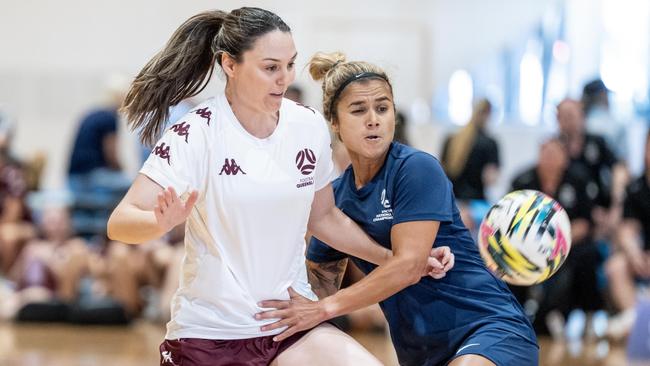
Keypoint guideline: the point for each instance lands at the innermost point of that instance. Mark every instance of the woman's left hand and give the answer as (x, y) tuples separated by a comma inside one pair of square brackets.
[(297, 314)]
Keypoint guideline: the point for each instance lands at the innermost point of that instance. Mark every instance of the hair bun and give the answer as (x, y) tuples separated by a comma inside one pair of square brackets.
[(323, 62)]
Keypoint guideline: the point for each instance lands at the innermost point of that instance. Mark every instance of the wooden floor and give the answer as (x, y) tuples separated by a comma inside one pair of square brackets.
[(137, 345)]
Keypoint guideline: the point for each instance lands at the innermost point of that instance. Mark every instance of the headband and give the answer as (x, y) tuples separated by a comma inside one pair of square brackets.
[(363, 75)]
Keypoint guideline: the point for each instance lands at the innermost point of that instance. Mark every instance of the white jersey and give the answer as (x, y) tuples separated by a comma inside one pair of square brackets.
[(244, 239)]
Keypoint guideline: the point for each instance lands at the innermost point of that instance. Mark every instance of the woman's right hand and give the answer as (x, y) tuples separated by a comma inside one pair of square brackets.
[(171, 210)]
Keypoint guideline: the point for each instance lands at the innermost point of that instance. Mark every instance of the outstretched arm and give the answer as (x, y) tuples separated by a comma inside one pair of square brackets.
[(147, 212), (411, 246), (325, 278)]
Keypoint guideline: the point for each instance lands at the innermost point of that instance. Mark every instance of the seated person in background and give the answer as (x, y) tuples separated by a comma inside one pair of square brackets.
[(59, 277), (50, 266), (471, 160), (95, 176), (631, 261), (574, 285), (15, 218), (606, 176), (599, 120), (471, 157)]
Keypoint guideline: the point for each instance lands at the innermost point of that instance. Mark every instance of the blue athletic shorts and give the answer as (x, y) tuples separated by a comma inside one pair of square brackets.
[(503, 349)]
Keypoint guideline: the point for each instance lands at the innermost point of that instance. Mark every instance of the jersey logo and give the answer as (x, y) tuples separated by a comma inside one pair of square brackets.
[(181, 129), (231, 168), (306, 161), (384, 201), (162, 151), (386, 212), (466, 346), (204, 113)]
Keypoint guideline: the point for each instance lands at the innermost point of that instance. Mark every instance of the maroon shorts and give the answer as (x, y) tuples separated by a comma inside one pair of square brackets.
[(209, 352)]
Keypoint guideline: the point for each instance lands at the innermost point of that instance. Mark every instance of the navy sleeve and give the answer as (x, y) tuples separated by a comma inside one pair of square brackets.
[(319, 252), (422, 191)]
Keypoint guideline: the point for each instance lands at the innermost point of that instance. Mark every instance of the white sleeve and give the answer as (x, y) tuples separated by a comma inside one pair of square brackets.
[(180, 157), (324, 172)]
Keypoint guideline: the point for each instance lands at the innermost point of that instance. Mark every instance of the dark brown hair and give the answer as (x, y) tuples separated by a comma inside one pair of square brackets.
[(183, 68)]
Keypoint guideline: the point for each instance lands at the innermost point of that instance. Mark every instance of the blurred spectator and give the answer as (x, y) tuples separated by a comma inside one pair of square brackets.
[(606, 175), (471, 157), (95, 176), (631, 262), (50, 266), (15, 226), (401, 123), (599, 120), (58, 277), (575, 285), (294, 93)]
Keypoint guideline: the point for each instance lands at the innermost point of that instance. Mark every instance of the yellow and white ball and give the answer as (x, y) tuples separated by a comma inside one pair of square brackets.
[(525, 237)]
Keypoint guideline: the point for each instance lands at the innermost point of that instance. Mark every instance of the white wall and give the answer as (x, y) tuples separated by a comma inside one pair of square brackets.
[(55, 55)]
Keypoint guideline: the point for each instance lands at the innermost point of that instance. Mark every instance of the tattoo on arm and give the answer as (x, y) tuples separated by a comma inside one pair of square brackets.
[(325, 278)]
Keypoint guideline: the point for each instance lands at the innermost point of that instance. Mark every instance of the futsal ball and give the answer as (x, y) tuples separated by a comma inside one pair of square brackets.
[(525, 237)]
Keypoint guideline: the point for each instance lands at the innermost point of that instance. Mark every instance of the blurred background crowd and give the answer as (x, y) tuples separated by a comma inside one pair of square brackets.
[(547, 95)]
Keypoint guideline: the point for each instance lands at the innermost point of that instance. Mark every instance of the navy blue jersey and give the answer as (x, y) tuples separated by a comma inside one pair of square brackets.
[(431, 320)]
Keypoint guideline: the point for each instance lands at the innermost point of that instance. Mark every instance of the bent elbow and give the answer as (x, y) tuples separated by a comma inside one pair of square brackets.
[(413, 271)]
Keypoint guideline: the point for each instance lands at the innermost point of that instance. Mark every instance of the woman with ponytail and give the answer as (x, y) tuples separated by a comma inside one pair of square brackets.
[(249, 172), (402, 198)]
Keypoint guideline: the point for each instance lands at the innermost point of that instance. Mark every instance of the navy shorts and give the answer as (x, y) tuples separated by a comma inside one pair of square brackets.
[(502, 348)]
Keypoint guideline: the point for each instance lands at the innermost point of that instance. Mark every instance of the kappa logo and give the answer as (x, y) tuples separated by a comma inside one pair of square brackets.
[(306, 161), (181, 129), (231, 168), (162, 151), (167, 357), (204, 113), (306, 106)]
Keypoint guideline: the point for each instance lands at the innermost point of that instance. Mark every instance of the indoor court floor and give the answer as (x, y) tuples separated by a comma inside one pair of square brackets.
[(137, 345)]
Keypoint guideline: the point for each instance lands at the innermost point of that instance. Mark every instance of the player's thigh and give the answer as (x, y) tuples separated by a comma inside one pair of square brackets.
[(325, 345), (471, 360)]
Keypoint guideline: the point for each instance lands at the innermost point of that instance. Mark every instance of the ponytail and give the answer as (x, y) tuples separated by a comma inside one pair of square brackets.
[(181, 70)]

- YOUR TASK:
Leave the pictures out and reproduce every record above exactly.

- RESULT:
Keypoint guideline: the point for each instance lands at the innermost point of that instance. Mark every instance of the woman's left hand and give the answer as (x, y) tuples separated by a comma inside one pair of square brackets.
[(297, 314)]
Keypoint guideline: the point for each instance lands at the innermost point of that instance. Mark every instance of the hair bun and give the answer as (x, y) tuples separated by a comma inside one pair of square brackets.
[(323, 62)]
Keypoint guideline: the point for each instance lands at the innermost point of that instance. Mark every instance of the wooden floor and give the answer as (x, y) tuples separated by a comma inside one pair of square brackets.
[(137, 345)]
Keypoint guideline: the point for each instance lands at the innermost point of that instance. Mark every instance of the headband and give the answer as (x, y) tuples separated by a comma inside one pair of square brackets.
[(363, 75)]
Keypoint guideline: the point for each instance lands at the innermost point of that instance. Mark every instance of the white jersey and give the answer as (x, y) tuples separated by a comma inside one pair of square brackets.
[(244, 239)]
Keypoint guideline: the point for each instance lands at the innermost point of that instance. Mark every instance of the woman's right hand and give the answer as (x, y) tuples separated by a comma inside one pair of square brackets.
[(171, 210)]
Keypoint guideline: the point for each instance lands at the innermost point of that instance. Mark every instance of the outstretched arm and give the answer as (x, y) tuples separated by a comma inside one pair of square brackets.
[(147, 212), (411, 246), (325, 278)]
Keypoint guideline: the point for each instance lands at the innermost point of that instance. Mark every instance of the seated person in background and give the answer as (x, y) tuples separated by a comma inside one pair of square brackets.
[(59, 277), (50, 266), (471, 160), (95, 176), (631, 261), (574, 285), (15, 218), (606, 176), (599, 120), (471, 157)]
Keypoint guideline: the point for each instance lands at the innermost point of that instance. Mark every instance of the blue athletic shorts and give the answer as (x, y) tuples separated by a comma inside one pair of square brackets.
[(503, 349)]
Keypoint guideline: the point for each instance lands at the innermost point of that instance. Mark every instance of the jersey logo and give the answer as (x, y) tuples separated by a comma inside one pair of square brackets.
[(181, 129), (231, 168), (306, 161), (384, 201), (162, 151), (386, 212), (466, 346), (204, 113)]
Keypoint guideline: the point for each instance lands at the innermost point of that instance. Mark every instance of the maroon shorts and give the answer as (x, y) tuples separated by a comma inside one pair of square brackets.
[(209, 352)]
Keypoint guideline: the point for each instance lands at the innermost point of that instance. Mark every instance of the navy sleeve and give the answer as (x, y) tuples separated by a comma inside one pair of square brackets.
[(319, 252), (422, 191)]
Keypoint guideline: the point for each instance lands at the innermost point of that instance. Mark every instance of the white sleeve and give the answer as (x, y) tuples separated by a comma inside one pair of square brackets.
[(180, 157), (324, 172)]
Keypoint guideline: the point for each instance lands at the innermost point of that instance. Mark every instance of the dark brown hair and give the answer as (x, y) tuples separated by a comma inside one pair of square brackets.
[(183, 68)]
Keypoint guideline: the point for each instance lands at the innermost point of that instance. Mark every instance of the blurred spectator and give the answer as (x, y) tuples separated by a comma inside one pair of square brackets.
[(606, 175), (471, 157), (95, 176), (631, 262), (50, 266), (15, 226), (401, 123), (599, 120), (58, 277), (575, 285), (294, 93)]
Keypoint guideline: the point for each instance lands at the innermost point of that instance. Mark every instance of the yellow and white ball and give the answer as (x, y) tuples separated by a comma inside one pair of square brackets.
[(525, 237)]
Keypoint guideline: the point for each instance lands at the innermost point of that instance. Mark every instance of the white wall and give the answer as (x, y) tuples separated by a comma inside one pair of square brackets.
[(55, 55)]
Keypoint guideline: the point for each instance lands at the innermost point of that instance. Mark every instance of the tattoo on arm and give the answer as (x, y) tuples separated by a comma inside one pair of square brackets.
[(325, 278)]
Keypoint guideline: the point for each instance lands at the innermost point of that instance. Mark every instance of the futsal ball and give the answer as (x, y) tuples separated by a comma inside one pair of square brackets.
[(525, 237)]
Keypoint guideline: the point for each instance lands at the innermost point of that instance. Mark every instance of the blurred background crowd and give the answer as (x, y) tuples separated by a comma inside one pair of square brackets.
[(547, 95)]
Keypoint guideline: the point for each instance lands at the innermost point of that instance. Mark every instance of the navy blue jersey and give the answer as (x, y) tuples separated by a comma inside one pair of square brackets.
[(431, 320)]
Keypoint guideline: the point for each instance lands at the innermost point of that instance. Mark every instance of the bent elbow and give the answer as (x, y) tuples separated by a comma inside one pair of square brackets.
[(413, 271)]
Keypoint guideline: the point for each instance lands at the innermost point of that instance. Mark every instance of the woman with ponytail and give the answer as (x, y) tuples separated by a comma inside one pair of square brackets.
[(249, 172), (402, 198)]
Keypoint guideline: the point for each instance lands at the innermost point of that instance. Mark every instance of the navy shorts and give the answer as (x, y) tuples separated by a comma inside one pair of square brackets.
[(502, 348)]
Keypoint guideline: the point for each instance lands at the innermost point of that instance. Mark every instance of the kappa logo and give the answer as (x, y) tuples separated by a comma inside one pair of square brackets.
[(306, 161), (181, 129), (231, 168), (162, 151), (167, 357), (204, 113), (306, 106)]
Keypoint guideline: the point for each instance lands at the innermost point of that instance. Mark every instance of the indoor court floor and give the answer as (x, y) tuples separated by a comma inside one pair of square brackets.
[(137, 345)]
Keypoint guideline: the point for each instance lands at the innermost point of that instance. Mark every instance of the player's thigh and give the answer as (x, y) tuples separated by a comma inside one pair of square brackets.
[(325, 345), (471, 360)]
Keypoint guideline: the point for each instance lands at the innermost point of that instance. Mark every instance of the ponytail and give the answer as (x, y) tuples separated by a comma inside one pair of square brackets.
[(181, 70)]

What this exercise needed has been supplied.